• Stored data entries:
--- START ---

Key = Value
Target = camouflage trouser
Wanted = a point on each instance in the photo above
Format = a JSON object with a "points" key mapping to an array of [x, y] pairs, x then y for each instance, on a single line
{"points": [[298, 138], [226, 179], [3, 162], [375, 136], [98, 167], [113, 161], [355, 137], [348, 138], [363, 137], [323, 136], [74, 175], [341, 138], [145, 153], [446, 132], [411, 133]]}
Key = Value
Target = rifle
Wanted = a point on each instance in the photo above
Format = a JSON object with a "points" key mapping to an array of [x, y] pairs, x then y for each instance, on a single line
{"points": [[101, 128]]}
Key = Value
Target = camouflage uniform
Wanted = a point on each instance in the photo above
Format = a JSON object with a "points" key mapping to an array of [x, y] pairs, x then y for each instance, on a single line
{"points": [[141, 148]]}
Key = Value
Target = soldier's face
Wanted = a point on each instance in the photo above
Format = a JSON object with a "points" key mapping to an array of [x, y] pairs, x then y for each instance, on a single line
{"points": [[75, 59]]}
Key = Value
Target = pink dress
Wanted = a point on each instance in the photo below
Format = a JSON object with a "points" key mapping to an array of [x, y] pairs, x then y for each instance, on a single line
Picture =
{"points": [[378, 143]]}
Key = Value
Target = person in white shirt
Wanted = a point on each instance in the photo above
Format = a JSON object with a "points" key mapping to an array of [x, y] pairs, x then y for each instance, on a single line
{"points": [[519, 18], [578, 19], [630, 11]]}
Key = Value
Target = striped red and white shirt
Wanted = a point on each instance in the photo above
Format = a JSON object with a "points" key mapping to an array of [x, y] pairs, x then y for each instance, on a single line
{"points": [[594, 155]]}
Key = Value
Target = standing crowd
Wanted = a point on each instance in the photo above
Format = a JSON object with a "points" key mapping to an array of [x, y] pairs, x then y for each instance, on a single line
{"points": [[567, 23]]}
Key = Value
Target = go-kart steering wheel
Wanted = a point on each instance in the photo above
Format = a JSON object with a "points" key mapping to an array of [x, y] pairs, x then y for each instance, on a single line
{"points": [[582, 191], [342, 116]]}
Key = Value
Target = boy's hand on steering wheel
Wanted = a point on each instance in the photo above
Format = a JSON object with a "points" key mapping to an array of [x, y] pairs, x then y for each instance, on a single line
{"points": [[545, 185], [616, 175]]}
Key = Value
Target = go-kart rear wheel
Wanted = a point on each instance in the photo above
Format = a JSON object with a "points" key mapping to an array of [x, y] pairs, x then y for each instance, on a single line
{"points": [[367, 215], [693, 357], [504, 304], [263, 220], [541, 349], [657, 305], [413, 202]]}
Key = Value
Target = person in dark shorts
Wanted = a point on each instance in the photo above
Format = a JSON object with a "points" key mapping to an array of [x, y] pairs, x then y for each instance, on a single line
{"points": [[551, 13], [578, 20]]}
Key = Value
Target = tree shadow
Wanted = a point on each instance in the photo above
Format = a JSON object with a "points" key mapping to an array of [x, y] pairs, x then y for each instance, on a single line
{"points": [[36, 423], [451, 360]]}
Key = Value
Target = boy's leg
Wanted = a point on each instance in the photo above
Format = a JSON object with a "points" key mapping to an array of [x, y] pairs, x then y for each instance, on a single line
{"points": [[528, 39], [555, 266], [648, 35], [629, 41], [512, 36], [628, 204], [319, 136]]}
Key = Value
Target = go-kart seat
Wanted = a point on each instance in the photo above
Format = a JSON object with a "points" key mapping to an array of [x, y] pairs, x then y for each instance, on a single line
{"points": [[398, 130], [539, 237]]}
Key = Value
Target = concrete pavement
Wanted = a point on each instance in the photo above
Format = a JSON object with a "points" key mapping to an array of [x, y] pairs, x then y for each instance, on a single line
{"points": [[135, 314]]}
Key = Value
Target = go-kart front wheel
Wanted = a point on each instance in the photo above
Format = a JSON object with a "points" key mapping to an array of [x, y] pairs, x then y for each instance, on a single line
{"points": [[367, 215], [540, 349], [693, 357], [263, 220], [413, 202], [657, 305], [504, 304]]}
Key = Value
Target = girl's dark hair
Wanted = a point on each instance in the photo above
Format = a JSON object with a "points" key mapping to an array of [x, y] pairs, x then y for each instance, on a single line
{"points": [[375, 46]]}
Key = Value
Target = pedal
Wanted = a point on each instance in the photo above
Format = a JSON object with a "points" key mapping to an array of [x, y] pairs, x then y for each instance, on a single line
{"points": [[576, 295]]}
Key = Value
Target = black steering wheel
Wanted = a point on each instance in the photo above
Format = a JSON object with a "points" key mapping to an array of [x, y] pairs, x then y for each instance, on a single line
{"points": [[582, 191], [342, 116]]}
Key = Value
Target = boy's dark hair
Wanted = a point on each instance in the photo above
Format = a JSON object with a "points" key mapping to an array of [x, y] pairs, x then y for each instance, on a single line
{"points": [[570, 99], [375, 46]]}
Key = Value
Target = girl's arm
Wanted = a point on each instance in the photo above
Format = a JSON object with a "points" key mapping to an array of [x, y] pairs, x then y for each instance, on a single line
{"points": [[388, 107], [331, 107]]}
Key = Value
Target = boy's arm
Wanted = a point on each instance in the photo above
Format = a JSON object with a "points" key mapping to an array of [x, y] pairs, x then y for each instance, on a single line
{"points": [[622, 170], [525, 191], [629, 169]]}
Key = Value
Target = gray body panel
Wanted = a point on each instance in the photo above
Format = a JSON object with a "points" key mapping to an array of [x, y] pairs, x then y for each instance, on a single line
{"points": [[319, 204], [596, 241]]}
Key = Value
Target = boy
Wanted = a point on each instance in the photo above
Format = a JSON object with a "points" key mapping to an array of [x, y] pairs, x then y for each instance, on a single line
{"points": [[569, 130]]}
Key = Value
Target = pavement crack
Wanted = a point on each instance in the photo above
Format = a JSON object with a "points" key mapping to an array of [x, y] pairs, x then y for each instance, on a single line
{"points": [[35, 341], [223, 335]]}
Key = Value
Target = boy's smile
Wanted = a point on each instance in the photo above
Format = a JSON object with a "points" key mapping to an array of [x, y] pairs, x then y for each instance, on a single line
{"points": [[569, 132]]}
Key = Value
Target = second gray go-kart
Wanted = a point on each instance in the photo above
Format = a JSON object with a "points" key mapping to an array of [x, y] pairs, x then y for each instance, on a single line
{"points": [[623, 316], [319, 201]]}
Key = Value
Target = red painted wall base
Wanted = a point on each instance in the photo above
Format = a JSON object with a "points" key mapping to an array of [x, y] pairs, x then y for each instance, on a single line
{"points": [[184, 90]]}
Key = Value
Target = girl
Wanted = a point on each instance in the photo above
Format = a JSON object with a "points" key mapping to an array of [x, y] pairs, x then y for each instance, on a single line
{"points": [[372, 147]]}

--- END ---

• TASK TO COMPLETE: Check the data for the word "hair" and pull out the lines that have it.

• COMPLETED EXERCISE:
Target = girl's dark hair
Target = boy's dark hair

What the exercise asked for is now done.